I really like my TWAG-2 cable on my LCD's but being silver I doubt it would be the ideal cable for the HD800's.


----------



## caracara08

so... youre saying i dont know what im talking about or im wrong? i just said i like the twag with my hd800 and youre saying you DOUBT it would be a good match.


----------



## nigeljames

Quote: 





caracara08 said:


> so... youre saying i dont know what im talking about or im wrong? i just said i like the twag with my hd800 and youre saying you DOUBT it would be a good match.


 


  Neither. 
   
  You did not state that you were using the Twag-2 with your HD800.
  Also I was taking into account the issues that t-h-e-p-i-m-p was referring to in his system and in my opinion a silver cable would probably not be the best choice for him in his system.
   
  Most people tend to prefer copper cables with the HD800's and he did ask for a fuller warmer midrange.


----------



## t-h-e-p-i-m-p

i will probably go with the SAA ENDORPHIN. 850 dollars, 7 feet, copper cable. =).


----------



## Jalo

I have the SAA Voice hardwired to my HD800 and it met your objectives, warmer sound, fuller sound, no more sibilance etc. But recently I've heard and purchased the Crystal Piccolino from Jaben and I liked it even more than my SAA Voice. It is more liquid, pristine, natural, smooth with better transparency. I felt the difference were significant. I just loved that gold and silver stuff. I recommended the Piccolino only because you were thinking about SAA. Both were expensive stuffs. You can see the picture in the dealer announcement forum.


----------



## t-h-e-p-i-m-p

Quote: 





jalo said:


> I have the SAA Voice hardwired to my HD800 and it met your objectives, warmer sound, fuller sound, no more sibilance etc. But recently I've heard and purchased the Crystal Piccolino from Jaben and I liked it even more than my SAA Voice. It is more liquid, pristine, natural, smooth with better transparency. I felt the difference were significant. I just loved that gold and silver stuff. I recommended the Piccolino only because you were thinking about SAA. Both were expensive stuffs. You can see the picture in the dealer announcement forum.

▶ **Challenge 1**:
Rewrite every line of the records with "this photo" substituted by "the image", and keep everything else the same. Leave out the pictures.
The headphone cable thread above has nothing to do with the records that come after it.

▶ **Material for the task**:
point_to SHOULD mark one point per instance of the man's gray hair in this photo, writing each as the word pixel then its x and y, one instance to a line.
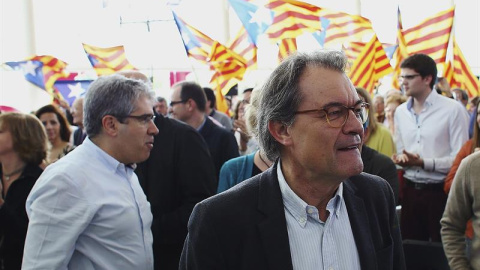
pixel 280 96
pixel 113 95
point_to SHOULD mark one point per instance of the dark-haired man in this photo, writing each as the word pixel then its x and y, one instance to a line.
pixel 430 129
pixel 211 111
pixel 188 104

▶ **Challenge 2**:
In the forum thread about headphone cables, which cable does t-h-e-p-i-m-p say will probably be the choice?

▶ **Exercise answer 1**:
point_to SHOULD mark one point per instance of the man's gray hair in the image, writing each as the word pixel then its x and y, one instance to a line.
pixel 280 96
pixel 113 95
point_to SHOULD mark one point per instance of the dark-haired man in the image, writing each as the word pixel then its x and y, one instance to a line.
pixel 430 129
pixel 211 111
pixel 188 104

▶ **Exercise answer 2**:
The SAA ENDORPHIN, a 7-foot copper cable that costs 850 dollars.